(Problem to work on) Present the material below as a numbered list, skipping any blank lines and leaving out the pictures.

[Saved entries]

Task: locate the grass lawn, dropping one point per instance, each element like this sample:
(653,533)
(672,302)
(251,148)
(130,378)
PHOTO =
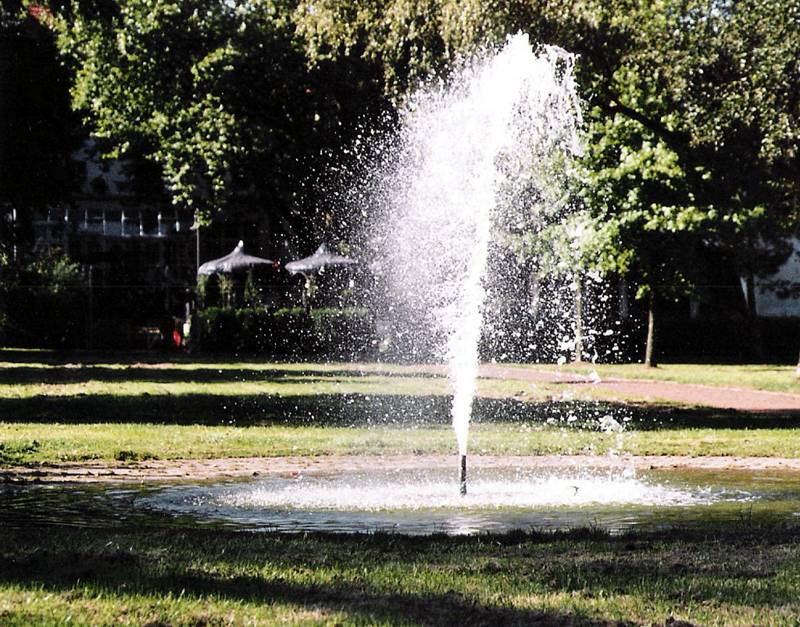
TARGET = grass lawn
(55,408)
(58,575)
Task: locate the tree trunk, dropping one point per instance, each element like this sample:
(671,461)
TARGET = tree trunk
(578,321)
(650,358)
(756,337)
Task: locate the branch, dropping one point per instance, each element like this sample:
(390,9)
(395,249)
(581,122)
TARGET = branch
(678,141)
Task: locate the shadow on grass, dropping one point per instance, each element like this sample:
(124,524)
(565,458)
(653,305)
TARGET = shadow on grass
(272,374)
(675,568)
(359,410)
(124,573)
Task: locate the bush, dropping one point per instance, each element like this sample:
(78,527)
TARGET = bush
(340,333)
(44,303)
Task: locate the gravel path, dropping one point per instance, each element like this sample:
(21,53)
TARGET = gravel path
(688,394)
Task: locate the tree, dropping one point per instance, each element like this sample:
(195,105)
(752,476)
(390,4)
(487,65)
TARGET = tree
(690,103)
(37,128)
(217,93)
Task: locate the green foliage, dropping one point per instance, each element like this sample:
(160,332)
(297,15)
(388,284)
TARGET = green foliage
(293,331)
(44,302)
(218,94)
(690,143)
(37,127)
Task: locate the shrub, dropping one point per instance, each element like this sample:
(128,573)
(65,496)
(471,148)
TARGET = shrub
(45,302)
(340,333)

(Problem solution)
1. Task: locate the grass lawn, dropping one point per instance, each element like this sample:
2. (653,533)
3. (672,302)
4. (251,148)
5. (130,378)
6. PHOTO =
7. TARGET = grass lawn
8. (55,408)
9. (58,575)
10. Task: locate the tree trunk, dropping one point per instance, each element like this sample:
11. (671,461)
12. TARGET = tree trunk
13. (578,321)
14. (650,358)
15. (756,337)
16. Task: locate the branch, dropping one point per instance, each element like this sample:
17. (390,9)
18. (395,249)
19. (581,122)
20. TARGET = branch
21. (678,141)
22. Task: locate the shadow on grass, dropping one point per instance, each element like this sample:
23. (124,524)
24. (565,458)
25. (653,305)
26. TARGET = shadow on grass
27. (272,374)
28. (675,568)
29. (359,410)
30. (124,573)
31. Task: locate the bush, dropping one point per instance, each element like this sample:
32. (78,527)
33. TARGET = bush
34. (340,333)
35. (44,303)
36. Task: locate the gravel path, dropping one point per instance, each element like this sample:
37. (21,53)
38. TARGET = gravel path
39. (688,394)
40. Task: locate the tree, dropping one point per instance, each element like this sample:
41. (195,105)
42. (752,476)
43. (390,4)
44. (487,65)
45. TARGET = tree
46. (690,103)
47. (37,128)
48. (217,93)
49. Task: locate the green foliage, dropping one point per instance, each element like this sample:
50. (160,332)
51. (297,15)
52. (388,284)
53. TARGET = green foliage
54. (293,331)
55. (44,302)
56. (218,94)
57. (690,143)
58. (37,127)
59. Task: locate the shrub, dropping one point per instance, each element like this sample:
60. (128,573)
61. (65,496)
62. (471,148)
63. TARGET = shrub
64. (45,302)
65. (340,333)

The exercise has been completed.